DATASET EXTRACT -

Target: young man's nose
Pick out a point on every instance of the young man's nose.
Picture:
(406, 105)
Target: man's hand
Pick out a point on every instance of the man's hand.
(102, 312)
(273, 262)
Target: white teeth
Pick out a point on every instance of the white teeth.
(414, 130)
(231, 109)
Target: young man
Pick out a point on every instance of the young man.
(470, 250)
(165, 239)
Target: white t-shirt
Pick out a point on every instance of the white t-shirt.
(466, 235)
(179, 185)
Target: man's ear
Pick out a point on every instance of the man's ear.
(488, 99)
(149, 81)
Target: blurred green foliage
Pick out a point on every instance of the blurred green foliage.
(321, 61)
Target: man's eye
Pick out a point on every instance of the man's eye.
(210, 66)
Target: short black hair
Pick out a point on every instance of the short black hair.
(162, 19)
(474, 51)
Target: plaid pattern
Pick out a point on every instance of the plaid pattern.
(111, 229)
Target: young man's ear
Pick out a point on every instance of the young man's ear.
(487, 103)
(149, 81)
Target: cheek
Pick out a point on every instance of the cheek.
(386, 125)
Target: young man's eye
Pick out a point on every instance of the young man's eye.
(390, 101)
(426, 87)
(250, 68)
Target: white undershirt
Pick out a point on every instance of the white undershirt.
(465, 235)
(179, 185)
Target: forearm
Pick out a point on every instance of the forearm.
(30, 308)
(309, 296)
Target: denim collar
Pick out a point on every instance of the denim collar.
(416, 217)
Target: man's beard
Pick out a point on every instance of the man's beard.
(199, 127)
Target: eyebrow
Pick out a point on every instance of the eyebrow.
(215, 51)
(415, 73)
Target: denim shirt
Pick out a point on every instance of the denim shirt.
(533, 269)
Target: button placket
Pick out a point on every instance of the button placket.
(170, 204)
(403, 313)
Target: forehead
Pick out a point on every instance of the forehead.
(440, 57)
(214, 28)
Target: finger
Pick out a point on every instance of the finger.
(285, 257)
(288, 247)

WHAT NEEDS TO BE DONE - Write the entries out again verbatim, every one of them.

ANSWER BELOW -
Target: young man's nose
Pick out a point on every instance of the young man's nose.
Picture:
(406, 105)
Target: man's hand
Pick out a point on every instance of the man's hand.
(102, 312)
(273, 262)
Target: white teeth
Pick out a point on every instance of the white teeth.
(414, 130)
(231, 109)
Target: young man
Pick out a point on every instance of the young man.
(470, 250)
(165, 239)
Target: white t-shirt
Pick out a point on every instance of the white t-shirt.
(466, 235)
(179, 185)
Target: man's ear
Pick out a point on every instance of the man's ear.
(488, 99)
(149, 81)
Target: blurred green foliage
Pick out a point on every instance of the blurred green foliage.
(321, 61)
Target: man's eye
Pick out a point on every instance of the man's eye.
(210, 66)
Target: short black hair
Pick out a point on every instance of the short black hair.
(162, 19)
(474, 51)
Target: plaid pattern
Pick out a point on every instance of the plaid pattern.
(111, 229)
Target: young man's ear
Pick out a point on every instance of the young man's ear.
(487, 103)
(149, 81)
Target: cheek
Pick out a point on every instance of the cheek.
(386, 125)
Target: young man's eye
Pick out a point on every instance of the young man's eye.
(390, 101)
(426, 87)
(250, 68)
Target: white undershirt
Pick out a point on every instance of the white undershirt.
(465, 235)
(179, 185)
Target: forearm
Pick out a point on every instance of the forearm.
(30, 308)
(309, 296)
Target: denim collar
Pick out a point on every instance of the denim collar.
(416, 217)
Target: man's beard
Pick out a point on every instance of the man's beard.
(199, 127)
Target: eyebrow
Pick out a point on every instance of the eyebrow.
(215, 51)
(415, 73)
Target: denim shirt
Pick out a point on every instance of the denim shirt.
(533, 269)
Target: button placket
Pick out a point on every instance of the button placket.
(170, 204)
(403, 313)
Target: forehead
Pick out a point on every instance of the forehead.
(440, 57)
(214, 28)
Target: finger
Pick out a point on every instance of the finger.
(285, 257)
(288, 247)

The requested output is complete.